BEGIN Excerpt to read
Yeah, it is. It's like anything else, I think, especially for me in particular. You start it as a hobby and then you make it a job, and then it becomes a job, and this is one of the things that I get wrapped around the axles about things and they're right here and now and it's like, man, I've got to go to work. But I've had the opportunity a few times in the last couple of years where it's like maybe I'm going to go do something else and then go work for somebody else in a shop, for somebody. No, this is pretty good, I got this all right.

Speaker 1:

I love it, brother. Well, I'm excited you came on the show. I'm excited that maybe I'll make the list of I could actually purchase one next time you have a batch come out.
END Excerpt to read
BEGIN The input
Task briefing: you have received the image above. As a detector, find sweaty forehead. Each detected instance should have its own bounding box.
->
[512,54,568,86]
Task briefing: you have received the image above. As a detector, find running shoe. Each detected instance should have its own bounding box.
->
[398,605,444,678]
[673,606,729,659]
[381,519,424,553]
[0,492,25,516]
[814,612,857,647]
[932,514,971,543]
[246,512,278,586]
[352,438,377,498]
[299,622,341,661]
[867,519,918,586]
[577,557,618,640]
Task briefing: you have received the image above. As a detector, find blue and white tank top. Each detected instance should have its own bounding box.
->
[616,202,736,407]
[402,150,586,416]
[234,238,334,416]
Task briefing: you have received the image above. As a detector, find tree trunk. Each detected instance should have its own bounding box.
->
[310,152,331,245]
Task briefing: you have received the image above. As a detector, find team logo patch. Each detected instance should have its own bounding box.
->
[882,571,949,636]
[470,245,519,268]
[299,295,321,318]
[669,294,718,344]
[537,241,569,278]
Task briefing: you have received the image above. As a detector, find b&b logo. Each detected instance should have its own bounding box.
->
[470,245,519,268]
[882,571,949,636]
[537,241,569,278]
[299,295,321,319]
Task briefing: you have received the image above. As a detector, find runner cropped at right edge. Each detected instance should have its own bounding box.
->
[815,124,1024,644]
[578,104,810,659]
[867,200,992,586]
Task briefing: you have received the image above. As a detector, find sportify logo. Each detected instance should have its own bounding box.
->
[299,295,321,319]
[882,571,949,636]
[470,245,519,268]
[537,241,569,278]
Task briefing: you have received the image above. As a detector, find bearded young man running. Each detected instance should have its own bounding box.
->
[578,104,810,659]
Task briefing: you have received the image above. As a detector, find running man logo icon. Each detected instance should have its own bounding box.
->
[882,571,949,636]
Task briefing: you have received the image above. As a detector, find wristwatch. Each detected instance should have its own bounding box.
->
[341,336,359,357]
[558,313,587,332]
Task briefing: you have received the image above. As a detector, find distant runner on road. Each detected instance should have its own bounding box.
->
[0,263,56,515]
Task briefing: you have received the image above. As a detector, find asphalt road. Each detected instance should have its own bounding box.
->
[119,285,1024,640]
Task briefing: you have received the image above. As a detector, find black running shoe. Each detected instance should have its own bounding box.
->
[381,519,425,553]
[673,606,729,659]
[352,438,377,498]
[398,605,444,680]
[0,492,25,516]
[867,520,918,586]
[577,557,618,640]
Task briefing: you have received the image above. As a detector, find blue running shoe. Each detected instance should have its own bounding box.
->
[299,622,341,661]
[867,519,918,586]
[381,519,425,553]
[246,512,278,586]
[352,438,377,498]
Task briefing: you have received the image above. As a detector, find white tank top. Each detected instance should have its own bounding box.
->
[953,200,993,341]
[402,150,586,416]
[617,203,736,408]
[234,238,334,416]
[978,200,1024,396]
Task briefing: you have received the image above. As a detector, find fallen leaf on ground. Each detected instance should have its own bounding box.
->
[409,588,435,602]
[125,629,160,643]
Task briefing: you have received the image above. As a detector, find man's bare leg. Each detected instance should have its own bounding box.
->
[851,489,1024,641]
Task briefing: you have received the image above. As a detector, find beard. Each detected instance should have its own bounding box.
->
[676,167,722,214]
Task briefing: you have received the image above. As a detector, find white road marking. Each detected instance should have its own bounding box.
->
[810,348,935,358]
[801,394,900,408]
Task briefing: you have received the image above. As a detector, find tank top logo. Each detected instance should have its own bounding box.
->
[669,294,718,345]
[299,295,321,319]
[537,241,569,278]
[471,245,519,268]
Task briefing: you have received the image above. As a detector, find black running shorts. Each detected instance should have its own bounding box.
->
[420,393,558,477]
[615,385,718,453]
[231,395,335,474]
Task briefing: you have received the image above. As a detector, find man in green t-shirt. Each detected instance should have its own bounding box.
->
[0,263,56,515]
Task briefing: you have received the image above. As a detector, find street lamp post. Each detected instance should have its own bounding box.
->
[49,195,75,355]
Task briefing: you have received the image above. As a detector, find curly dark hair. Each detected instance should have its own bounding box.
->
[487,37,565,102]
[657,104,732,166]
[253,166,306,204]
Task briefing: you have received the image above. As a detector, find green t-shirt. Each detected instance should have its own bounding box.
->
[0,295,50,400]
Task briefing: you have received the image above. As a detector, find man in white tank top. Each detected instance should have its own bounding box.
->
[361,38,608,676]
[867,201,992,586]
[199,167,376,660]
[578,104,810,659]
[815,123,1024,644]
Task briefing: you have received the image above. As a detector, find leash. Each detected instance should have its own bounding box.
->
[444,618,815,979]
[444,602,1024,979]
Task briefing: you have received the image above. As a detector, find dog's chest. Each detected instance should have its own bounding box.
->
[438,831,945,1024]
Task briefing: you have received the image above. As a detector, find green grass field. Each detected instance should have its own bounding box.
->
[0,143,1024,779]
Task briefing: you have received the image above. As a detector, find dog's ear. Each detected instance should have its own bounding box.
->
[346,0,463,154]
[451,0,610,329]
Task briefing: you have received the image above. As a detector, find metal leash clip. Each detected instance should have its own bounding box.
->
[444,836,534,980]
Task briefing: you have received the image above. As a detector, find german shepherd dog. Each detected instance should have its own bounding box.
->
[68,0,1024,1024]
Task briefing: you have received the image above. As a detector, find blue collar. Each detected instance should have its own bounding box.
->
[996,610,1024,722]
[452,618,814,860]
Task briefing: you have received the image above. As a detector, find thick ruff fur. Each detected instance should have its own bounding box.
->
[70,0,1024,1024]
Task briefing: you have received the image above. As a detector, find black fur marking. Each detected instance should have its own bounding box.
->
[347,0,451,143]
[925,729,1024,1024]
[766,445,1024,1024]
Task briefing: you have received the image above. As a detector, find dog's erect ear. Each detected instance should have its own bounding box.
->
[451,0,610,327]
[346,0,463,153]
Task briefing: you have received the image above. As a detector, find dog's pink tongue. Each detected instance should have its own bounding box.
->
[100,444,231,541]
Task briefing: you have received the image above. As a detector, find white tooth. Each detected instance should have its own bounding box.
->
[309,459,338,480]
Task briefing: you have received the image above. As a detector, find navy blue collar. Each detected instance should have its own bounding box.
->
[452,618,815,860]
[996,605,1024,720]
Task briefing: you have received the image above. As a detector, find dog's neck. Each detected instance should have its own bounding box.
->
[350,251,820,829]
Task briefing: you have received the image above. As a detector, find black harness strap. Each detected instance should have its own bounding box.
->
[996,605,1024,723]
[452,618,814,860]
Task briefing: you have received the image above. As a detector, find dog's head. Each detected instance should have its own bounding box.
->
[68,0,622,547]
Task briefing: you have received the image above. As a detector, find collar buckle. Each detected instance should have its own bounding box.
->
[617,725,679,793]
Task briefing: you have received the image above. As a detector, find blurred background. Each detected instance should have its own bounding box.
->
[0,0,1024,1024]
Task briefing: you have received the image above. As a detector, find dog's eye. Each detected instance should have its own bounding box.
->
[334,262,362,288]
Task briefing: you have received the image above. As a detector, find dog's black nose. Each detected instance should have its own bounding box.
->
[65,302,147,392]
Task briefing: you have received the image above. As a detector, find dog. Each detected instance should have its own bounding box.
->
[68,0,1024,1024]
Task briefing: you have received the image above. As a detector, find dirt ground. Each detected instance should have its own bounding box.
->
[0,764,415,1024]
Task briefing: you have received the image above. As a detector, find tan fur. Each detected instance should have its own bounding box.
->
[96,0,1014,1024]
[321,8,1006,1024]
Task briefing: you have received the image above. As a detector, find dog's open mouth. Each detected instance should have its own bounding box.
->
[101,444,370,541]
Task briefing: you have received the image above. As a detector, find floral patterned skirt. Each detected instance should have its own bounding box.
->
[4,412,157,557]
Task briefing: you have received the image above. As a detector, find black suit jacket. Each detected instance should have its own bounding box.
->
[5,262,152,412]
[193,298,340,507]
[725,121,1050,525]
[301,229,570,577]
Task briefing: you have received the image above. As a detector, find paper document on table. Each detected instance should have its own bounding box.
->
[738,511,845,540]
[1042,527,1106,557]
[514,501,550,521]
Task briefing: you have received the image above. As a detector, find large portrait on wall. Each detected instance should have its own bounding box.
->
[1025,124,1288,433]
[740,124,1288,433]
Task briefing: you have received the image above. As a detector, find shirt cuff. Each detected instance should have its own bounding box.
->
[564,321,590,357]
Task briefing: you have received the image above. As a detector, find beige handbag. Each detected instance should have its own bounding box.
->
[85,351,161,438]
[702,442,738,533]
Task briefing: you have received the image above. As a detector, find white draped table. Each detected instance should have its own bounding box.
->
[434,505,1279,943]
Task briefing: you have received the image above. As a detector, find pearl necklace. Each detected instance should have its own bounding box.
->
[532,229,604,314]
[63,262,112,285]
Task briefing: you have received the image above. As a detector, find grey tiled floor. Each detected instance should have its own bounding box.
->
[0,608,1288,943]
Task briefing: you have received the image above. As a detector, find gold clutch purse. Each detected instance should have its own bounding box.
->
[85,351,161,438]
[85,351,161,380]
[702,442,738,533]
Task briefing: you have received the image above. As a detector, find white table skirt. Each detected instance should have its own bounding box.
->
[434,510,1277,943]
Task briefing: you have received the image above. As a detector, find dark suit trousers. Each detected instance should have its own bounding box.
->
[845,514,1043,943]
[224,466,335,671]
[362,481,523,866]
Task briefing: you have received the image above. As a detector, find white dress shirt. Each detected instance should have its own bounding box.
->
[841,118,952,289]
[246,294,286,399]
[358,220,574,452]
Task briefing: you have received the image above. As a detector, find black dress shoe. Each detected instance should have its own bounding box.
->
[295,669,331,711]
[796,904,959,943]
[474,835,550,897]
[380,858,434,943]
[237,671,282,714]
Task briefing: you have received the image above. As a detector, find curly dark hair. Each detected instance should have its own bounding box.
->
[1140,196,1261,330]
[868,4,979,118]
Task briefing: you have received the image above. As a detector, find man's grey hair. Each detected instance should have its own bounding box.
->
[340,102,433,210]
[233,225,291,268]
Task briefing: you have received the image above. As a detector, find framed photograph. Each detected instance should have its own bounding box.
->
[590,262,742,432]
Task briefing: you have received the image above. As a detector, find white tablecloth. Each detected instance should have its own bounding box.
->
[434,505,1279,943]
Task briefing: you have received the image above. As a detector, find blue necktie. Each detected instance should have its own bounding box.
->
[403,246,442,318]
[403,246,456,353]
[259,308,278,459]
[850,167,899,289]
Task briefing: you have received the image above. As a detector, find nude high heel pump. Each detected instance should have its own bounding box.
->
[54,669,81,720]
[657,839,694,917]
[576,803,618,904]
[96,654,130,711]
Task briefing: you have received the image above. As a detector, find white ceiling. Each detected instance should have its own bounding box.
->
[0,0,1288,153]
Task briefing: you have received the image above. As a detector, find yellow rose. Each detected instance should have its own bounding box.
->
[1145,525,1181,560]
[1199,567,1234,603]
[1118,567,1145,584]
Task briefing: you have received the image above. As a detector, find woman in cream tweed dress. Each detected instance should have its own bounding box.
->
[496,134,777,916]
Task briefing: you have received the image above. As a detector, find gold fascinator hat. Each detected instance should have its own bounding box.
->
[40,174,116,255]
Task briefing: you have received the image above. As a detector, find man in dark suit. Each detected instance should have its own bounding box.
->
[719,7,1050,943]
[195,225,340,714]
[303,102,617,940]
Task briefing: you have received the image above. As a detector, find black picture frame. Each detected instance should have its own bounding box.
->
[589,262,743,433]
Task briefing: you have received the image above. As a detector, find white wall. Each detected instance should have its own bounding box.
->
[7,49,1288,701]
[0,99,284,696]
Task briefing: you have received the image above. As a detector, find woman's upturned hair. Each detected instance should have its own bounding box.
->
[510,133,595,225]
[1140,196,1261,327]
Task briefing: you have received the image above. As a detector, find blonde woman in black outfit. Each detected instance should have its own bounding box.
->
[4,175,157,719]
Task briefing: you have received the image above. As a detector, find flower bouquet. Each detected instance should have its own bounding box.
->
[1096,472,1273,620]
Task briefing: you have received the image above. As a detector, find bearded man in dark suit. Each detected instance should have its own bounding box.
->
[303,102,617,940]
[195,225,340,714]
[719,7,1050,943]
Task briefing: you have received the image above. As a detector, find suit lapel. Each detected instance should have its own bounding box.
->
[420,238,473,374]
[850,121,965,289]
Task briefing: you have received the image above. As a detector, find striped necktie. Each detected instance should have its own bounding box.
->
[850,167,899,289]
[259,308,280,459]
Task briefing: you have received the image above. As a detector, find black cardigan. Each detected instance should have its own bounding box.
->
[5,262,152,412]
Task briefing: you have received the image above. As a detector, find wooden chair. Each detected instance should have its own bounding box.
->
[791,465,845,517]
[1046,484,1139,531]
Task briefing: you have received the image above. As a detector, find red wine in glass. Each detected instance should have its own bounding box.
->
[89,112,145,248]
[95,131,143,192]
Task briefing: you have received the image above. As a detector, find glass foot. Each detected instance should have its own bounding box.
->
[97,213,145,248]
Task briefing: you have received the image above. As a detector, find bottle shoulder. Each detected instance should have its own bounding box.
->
END The input
#### Problems and tasks:
A: Reproduce verbatim the records from the line with "find gold clutch" to the line with "[237,671,282,714]", inclusive of both endpoint lines.
B: Continue the podcast interview transcript from its last line.

#### Answers for this exercise:
A:
Task briefing: you have received the image above. As a detector, find gold clutch purse. Each detected instance should have its own bounding box.
->
[85,351,161,438]
[85,351,161,380]
[702,442,738,533]
Task briefing: you have received the image above. As a detector, find white table skirt. Each detected instance should have its own bounding box.
->
[434,510,1277,943]
Task briefing: you have received the image above. As a detector, find dark suit trousers. Each detected instance should have its own bounding box.
->
[845,514,1043,943]
[224,466,335,671]
[362,481,523,866]
Task briefing: you have received the image above. As a detector, find white dress shirt. Each detected instance should have its own bounding box.
->
[841,118,952,289]
[246,294,286,399]
[358,220,574,452]
Task briefing: you have received the image above. As a detector, find black dress shoe. Each detected instance should have its own bounding box.
->
[295,669,331,711]
[796,904,959,943]
[474,835,550,897]
[380,858,434,943]
[237,671,282,714]

B:
Speaker 2:

Yeah, I'm taking orders now. So I don't keep a lot of stuff on hand. Generally I make stuff to order. I know my website, which is horribly out of date I apologize to everybody for that but it says that I'm not taking orders and the reason I still haven't changed that is I don't want to get completely inundated. I've been, you know, really deep behind in the books and then it becomes a real chore to come out here and like, oh, I have to make this. I find it's just, it's more, it's easier for me to. You know, I'll take an order, like I think I've got orders for 10 folders right now and okay, I can, I can do that. I'll work through this batch and then, once those are cleared, okay, hey, you know, I've got another 10 slots open for whatever. And anyway, it helps me too because, if you know, if I, if I wind up 2530, whatever orders, I kind of get pigeonholed into into that one spot where, if I, if I keep it short, I can, it gives me time to work on new stuff too. And you know, like this Grinch folder that needs to be fleshed out and get that going too and give me time to do that.

Speaker 1:

I'm looking forward to. Brother. We're going to talk as soon as I hit this and record, but appreciate you coming on a show man.

Speaker 2:

I appreciate you having me Thank you.